## Written task:
Take the line that contains "Annotation guideline: every instance of the butterfly body" and each line after it in the material below, and transcribe them exactly, stopping at the end.

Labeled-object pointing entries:
:::
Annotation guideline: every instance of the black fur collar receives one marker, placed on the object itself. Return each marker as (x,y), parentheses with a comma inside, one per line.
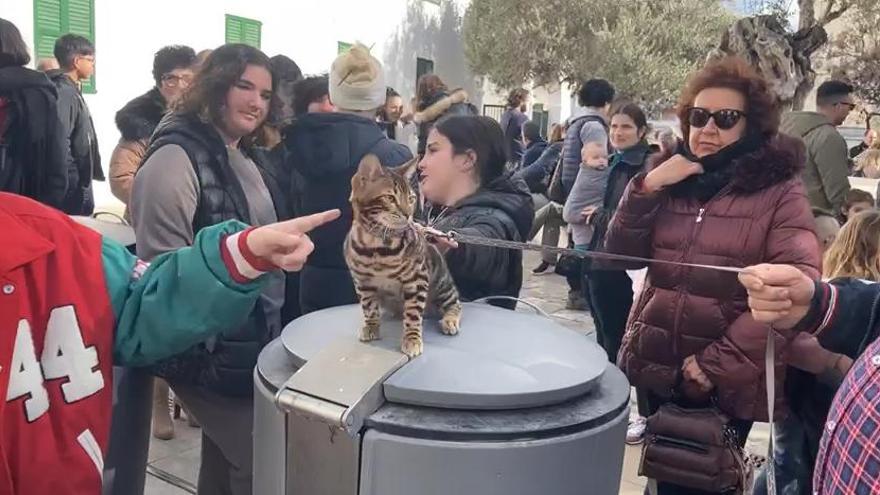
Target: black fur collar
(759,166)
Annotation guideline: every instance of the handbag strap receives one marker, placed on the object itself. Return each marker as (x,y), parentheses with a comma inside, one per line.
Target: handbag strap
(770,374)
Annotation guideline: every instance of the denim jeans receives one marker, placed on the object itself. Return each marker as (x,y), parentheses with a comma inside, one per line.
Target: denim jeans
(549,216)
(788,451)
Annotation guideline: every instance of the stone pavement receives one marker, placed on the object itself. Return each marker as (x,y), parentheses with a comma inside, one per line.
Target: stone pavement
(179,458)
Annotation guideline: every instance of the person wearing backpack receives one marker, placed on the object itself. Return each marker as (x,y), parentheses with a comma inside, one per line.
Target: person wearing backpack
(595,96)
(31,148)
(547,214)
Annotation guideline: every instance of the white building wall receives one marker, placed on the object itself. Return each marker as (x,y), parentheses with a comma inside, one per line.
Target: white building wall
(128,33)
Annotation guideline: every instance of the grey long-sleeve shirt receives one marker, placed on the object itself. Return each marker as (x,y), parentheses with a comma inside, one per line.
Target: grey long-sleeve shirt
(163,204)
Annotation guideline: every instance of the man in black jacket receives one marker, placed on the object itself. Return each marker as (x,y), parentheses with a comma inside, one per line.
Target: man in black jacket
(76,55)
(31,152)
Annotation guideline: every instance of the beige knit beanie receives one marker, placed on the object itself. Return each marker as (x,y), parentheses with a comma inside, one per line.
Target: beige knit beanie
(357,81)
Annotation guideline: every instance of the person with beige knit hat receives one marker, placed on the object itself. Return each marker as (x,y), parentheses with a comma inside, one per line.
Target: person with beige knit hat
(323,152)
(357,81)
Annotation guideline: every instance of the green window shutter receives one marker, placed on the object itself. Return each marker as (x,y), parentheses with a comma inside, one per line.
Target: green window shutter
(243,30)
(252,32)
(53,18)
(234,29)
(47,27)
(81,21)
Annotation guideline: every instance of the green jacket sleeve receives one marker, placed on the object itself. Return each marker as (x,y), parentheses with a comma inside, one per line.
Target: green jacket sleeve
(182,298)
(830,156)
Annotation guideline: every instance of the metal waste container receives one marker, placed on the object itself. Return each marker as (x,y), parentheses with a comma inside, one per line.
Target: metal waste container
(515,404)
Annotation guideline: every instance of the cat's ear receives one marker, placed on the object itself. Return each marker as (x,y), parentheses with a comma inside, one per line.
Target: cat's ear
(370,167)
(408,169)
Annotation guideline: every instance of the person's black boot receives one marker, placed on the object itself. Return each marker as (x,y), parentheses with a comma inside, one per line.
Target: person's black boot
(543,267)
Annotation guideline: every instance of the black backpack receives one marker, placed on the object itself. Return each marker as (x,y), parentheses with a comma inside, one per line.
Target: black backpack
(555,191)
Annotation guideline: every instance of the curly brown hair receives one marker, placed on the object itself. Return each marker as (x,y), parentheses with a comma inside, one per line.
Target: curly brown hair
(856,251)
(762,106)
(427,87)
(221,70)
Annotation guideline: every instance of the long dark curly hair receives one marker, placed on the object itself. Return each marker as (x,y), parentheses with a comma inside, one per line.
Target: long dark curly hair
(222,69)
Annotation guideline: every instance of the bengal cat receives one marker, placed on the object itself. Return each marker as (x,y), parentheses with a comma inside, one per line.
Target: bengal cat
(393,266)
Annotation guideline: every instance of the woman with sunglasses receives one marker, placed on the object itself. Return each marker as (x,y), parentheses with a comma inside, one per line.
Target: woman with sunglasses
(730,196)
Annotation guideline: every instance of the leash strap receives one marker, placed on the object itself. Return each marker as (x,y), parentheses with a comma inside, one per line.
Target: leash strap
(770,374)
(526,246)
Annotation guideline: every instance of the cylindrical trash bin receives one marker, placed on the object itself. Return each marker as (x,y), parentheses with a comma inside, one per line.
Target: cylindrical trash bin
(515,404)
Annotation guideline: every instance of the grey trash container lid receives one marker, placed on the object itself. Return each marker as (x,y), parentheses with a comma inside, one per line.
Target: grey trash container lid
(501,359)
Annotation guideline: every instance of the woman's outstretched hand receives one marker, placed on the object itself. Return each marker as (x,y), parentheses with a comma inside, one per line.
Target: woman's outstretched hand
(286,245)
(672,171)
(778,294)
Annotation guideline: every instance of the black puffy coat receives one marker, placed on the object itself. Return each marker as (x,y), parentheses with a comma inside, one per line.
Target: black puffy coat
(83,157)
(323,153)
(32,146)
(501,209)
(225,363)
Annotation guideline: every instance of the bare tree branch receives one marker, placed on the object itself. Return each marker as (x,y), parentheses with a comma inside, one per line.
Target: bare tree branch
(807,15)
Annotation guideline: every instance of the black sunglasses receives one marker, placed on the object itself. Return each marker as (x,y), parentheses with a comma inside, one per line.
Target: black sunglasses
(724,119)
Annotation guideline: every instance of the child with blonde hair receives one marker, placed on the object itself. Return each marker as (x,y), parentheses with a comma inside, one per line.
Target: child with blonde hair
(856,251)
(867,164)
(811,386)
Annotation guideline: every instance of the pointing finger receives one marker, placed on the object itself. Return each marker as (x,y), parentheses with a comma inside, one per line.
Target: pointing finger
(308,223)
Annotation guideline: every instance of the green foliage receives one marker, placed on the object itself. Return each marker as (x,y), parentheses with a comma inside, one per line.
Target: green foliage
(855,53)
(645,48)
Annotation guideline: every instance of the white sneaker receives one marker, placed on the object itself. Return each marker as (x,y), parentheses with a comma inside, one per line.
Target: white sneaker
(635,432)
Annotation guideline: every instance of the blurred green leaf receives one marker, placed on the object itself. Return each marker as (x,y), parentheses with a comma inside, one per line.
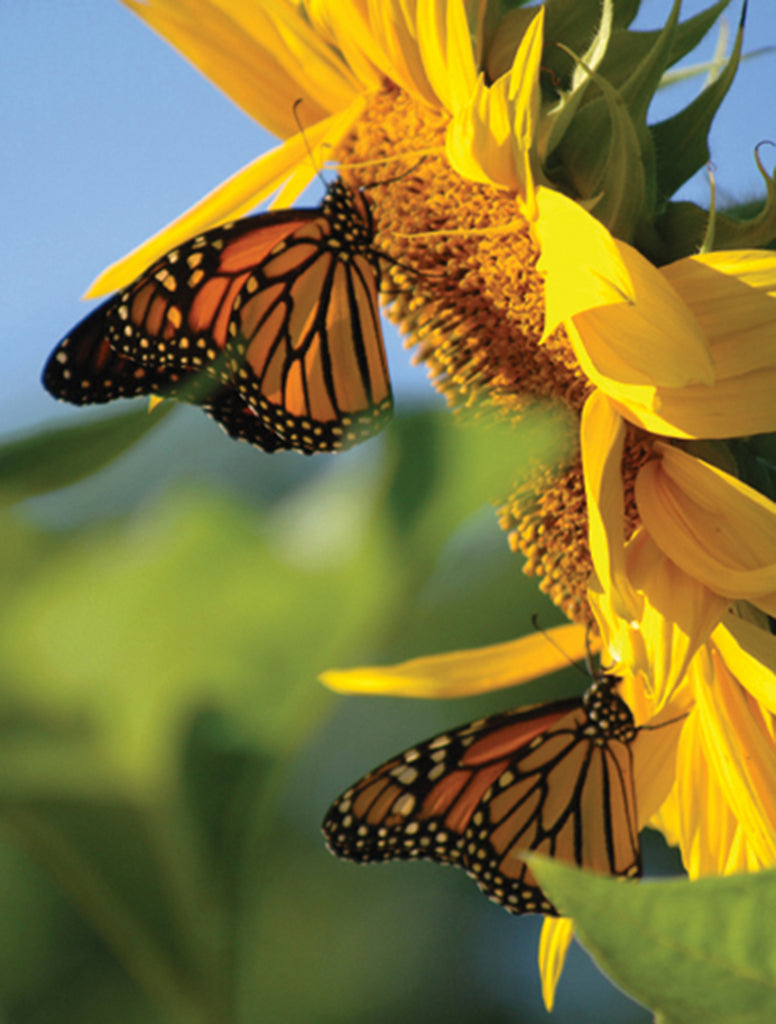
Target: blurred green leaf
(691,950)
(681,142)
(57,457)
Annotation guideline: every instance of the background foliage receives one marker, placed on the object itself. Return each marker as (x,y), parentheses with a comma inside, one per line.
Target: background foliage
(166,753)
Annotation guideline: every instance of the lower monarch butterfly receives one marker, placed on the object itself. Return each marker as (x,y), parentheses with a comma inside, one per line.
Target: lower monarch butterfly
(269,324)
(555,778)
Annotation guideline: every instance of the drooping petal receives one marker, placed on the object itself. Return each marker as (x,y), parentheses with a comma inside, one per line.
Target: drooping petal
(733,408)
(446,51)
(490,137)
(677,616)
(733,297)
(652,341)
(602,438)
(394,25)
(233,198)
(740,751)
(553,946)
(347,28)
(465,673)
(750,653)
(245,49)
(715,527)
(654,752)
(696,813)
(582,262)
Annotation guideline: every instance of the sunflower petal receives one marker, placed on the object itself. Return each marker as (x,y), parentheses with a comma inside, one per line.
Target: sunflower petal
(553,946)
(750,653)
(490,136)
(582,262)
(231,199)
(602,437)
(465,673)
(740,752)
(243,52)
(446,50)
(715,527)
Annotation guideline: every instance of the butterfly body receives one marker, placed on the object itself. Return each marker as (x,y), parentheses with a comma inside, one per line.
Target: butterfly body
(270,324)
(555,779)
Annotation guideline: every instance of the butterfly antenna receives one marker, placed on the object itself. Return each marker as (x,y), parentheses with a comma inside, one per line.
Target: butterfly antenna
(297,104)
(588,657)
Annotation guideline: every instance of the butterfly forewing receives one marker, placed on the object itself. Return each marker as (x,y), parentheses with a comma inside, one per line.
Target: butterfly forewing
(270,323)
(549,779)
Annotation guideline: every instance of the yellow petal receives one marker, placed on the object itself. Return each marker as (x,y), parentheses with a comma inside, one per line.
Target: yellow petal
:::
## Task solution:
Annotation guideline: every instance of the butterfly body receives one marker, placed on the object itself. Return each marker as (x,y), parentheses with a comma inside, one per line.
Target: butterfly body
(270,324)
(555,779)
Annotation guideline: every instance of the butterfly antenna receives one marker, placed on the object itself. Return each marker as (x,y), parentheses with a comma inside, one per line.
Target: butterfly antenna
(297,104)
(588,657)
Annotation guideline: every instance of the butterfly forewing receives one marker, placed on the object itself. Return each marker as (x,y), parentheses with a comma inside, one per line.
Target: butterfly forewing
(270,323)
(549,779)
Annotation guideline: every instance of the yellow petal receives one marker, placed on the object itself. Return each marker as (x,y), parentheses with a comma inside, one per line.
Target: yellow petal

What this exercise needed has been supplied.